Task brief:
The expected response is a copy of every line in the entries below that includes the word "hind".

(Data under study)

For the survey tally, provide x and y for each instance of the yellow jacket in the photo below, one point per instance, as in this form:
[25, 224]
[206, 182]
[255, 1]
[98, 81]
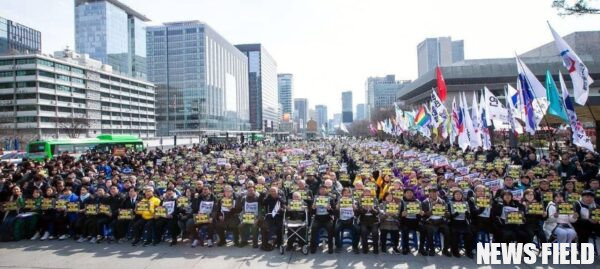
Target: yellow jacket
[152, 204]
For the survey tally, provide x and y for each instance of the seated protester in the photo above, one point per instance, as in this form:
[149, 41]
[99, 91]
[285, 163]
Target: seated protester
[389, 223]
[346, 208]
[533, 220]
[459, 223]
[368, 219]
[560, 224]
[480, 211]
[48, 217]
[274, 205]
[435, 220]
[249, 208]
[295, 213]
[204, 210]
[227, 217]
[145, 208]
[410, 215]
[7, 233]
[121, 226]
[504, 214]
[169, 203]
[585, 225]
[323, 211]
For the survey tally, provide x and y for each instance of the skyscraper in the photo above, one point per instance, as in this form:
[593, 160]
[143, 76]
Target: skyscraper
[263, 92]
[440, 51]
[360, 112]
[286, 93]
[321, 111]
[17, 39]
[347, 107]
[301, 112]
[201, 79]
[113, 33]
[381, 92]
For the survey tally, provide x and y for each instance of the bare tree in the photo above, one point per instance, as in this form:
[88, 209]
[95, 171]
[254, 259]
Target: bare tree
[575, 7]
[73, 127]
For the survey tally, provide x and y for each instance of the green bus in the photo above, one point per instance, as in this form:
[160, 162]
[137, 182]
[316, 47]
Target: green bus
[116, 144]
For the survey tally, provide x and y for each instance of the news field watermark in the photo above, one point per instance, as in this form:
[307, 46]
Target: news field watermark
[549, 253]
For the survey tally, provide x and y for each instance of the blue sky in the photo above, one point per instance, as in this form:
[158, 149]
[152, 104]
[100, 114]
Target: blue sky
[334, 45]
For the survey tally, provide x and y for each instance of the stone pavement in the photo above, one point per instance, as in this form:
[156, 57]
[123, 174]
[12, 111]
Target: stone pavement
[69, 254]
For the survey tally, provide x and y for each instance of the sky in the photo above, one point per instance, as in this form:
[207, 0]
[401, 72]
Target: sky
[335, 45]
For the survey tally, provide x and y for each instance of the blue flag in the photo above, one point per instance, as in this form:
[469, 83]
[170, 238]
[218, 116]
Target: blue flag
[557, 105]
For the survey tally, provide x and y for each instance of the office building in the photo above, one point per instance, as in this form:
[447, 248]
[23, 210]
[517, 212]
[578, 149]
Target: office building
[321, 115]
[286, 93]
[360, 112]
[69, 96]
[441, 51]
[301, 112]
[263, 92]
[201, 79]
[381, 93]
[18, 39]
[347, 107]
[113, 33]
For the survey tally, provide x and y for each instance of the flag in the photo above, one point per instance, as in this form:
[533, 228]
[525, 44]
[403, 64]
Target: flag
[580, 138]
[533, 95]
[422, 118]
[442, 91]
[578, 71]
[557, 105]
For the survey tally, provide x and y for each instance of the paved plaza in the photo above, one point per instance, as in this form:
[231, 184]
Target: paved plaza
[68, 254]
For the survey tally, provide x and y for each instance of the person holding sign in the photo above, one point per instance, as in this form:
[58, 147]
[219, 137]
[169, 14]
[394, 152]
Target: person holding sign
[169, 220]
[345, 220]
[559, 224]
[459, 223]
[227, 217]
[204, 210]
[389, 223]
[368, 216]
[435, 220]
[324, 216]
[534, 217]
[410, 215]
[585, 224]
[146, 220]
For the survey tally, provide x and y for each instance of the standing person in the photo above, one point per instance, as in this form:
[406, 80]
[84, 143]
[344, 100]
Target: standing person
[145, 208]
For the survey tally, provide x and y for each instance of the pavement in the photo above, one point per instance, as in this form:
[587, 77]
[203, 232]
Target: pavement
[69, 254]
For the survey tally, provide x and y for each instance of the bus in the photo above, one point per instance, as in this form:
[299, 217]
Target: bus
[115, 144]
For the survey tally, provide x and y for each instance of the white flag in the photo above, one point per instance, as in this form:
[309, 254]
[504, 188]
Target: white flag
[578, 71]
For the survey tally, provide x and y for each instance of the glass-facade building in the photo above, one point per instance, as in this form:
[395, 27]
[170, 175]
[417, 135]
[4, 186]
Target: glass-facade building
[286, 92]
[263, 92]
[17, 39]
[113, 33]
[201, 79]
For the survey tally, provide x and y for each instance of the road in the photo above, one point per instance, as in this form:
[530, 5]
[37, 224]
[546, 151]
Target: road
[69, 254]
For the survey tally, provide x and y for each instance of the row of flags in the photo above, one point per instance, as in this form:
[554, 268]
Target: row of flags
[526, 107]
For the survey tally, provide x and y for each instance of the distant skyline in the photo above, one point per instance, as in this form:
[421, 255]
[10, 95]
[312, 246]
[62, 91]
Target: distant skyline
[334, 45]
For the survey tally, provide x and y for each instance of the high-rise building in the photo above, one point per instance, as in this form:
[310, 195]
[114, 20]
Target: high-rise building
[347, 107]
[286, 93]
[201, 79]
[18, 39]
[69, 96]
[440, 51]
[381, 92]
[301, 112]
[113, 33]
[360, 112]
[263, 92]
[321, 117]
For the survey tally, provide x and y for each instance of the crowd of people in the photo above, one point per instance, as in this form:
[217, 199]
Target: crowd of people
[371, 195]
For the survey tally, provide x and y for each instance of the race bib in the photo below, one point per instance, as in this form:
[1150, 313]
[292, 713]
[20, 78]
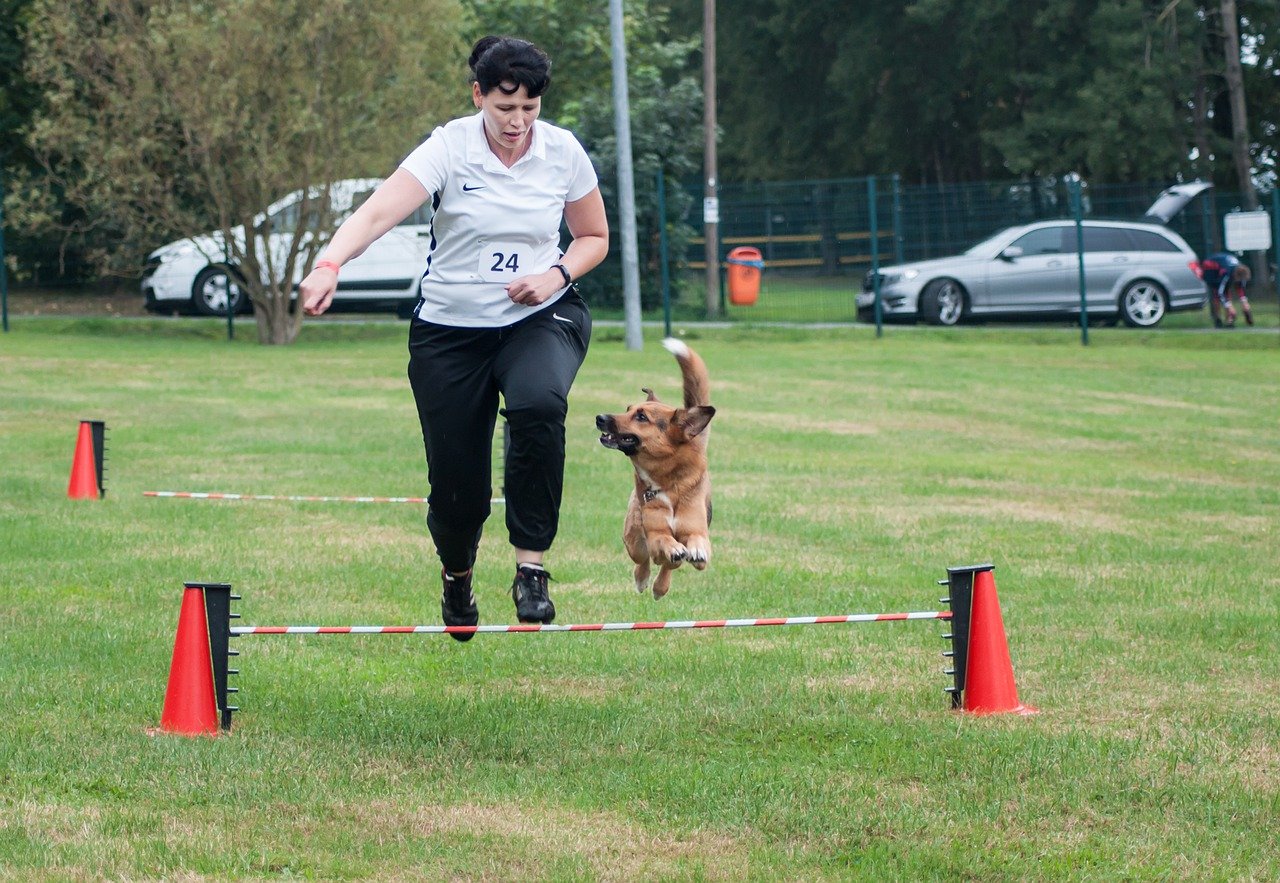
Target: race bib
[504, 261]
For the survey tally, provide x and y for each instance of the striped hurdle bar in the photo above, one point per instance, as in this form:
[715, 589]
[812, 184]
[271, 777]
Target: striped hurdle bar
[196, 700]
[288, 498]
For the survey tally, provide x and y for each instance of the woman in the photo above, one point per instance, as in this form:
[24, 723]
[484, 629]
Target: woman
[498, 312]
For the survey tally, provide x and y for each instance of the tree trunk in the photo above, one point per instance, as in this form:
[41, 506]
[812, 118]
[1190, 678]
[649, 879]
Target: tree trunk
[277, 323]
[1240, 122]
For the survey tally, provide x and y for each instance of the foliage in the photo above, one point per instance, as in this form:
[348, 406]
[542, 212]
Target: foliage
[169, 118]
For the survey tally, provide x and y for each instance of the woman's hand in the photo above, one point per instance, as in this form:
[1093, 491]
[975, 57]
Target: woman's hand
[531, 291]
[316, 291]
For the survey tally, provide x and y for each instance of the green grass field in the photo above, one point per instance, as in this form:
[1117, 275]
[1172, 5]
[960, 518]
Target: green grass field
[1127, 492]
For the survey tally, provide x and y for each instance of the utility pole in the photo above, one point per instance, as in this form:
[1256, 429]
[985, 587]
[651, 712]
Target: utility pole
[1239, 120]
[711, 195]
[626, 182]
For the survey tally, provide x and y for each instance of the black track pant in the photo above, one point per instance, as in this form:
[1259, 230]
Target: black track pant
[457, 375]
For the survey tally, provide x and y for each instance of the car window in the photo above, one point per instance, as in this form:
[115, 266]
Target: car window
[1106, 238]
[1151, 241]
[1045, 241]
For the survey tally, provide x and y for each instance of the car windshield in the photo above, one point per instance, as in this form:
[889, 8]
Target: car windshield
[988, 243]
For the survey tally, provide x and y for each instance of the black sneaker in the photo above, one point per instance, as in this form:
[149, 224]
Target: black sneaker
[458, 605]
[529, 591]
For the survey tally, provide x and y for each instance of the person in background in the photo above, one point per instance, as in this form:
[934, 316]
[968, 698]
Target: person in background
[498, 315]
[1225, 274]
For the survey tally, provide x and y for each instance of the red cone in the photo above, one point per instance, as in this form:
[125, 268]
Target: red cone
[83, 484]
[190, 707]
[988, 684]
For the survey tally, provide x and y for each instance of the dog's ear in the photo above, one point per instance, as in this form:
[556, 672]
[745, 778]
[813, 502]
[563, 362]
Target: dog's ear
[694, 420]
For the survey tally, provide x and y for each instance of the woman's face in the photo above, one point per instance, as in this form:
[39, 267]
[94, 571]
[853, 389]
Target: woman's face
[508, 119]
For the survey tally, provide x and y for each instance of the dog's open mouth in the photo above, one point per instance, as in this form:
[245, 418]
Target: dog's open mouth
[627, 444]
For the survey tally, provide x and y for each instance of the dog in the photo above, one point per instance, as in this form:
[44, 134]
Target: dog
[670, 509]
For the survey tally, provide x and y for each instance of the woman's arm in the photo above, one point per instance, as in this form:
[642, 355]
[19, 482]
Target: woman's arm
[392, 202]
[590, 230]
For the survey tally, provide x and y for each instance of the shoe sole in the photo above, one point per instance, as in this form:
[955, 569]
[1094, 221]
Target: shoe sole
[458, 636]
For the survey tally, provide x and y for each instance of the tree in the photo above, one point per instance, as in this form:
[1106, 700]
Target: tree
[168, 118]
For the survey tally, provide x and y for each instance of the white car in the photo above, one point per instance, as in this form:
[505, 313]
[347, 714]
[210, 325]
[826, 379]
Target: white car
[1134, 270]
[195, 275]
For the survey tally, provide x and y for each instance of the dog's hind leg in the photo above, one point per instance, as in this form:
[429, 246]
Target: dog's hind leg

(End Data under study)

Output of the exercise:
For the survey tally, provide x and y for each instance of the dog's hind leg in the photo above, one point per instance, as in this form:
Target: dog's hind leg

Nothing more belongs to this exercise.